Excerpt to read:
Bayer Confident It Will Prevail

He knows it’s going to be a tough ride. But he also sees himself as the victim of a political campaign. He says that some NGOs deliberately sought out nutrition as an issue for activism because it provides a good way of generating donations. These organizations, he argues, enjoy high credibility among the populace because they pretend to represent the interests of normal people. He also thinks they’re wrong. “We always place the highest priority on the safety of our products.”

The Bayer CEO is confident the company will successfully challenge the lawsuits in the U.S. The company’s pharmaceutical division has experience with such class action lawsuits and will now apply that expertise in the glyphosate litigation. The Johnson case had been handled by a Monsanto legal department that was relatively inexperienced in such matters.

The next two proceedings are to be conducted in February and March, followed by three or four more in the first half of the year and a handful in the second half. That’s around 10 of 10,000, but Bayer says it will go through all the appeals processes if it has to. “We’re in this for the long run,” says Baumann. In the worst-case scenario, the company could be facing years of negative headlines and billions in potential damages.

Dataset section:
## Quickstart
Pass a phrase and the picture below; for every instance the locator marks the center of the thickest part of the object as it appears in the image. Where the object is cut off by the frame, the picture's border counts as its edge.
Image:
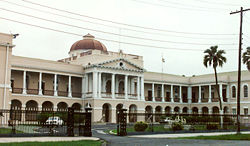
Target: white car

Activity 1:
In the excerpt about Bayer's lawsuits, translate this sentence into Spanish: "The Bayer CEO is confident the company will successfully challenge the lawsuits in the U.S."
Activity 2:
Rewrite the part of the excerpt about Bayer's lawsuits between "The Bayer CEO" and "in such matters.", inclusive, changing "pharmaceutical division" to "crop science division".

Task response 1:
El director ejecutivo de Bayer confía en que la empresa impugnará con éxito las demandas en EE. UU.

Task response 2:
The Bayer CEO is confident the company will successfully challenge the lawsuits in the U.S. The company’s crop science division has experience with such class action lawsuits and will now apply that expertise in the glyphosate litigation. The Johnson case had been handled by a Monsanto legal department that was relatively inexperienced in such matters.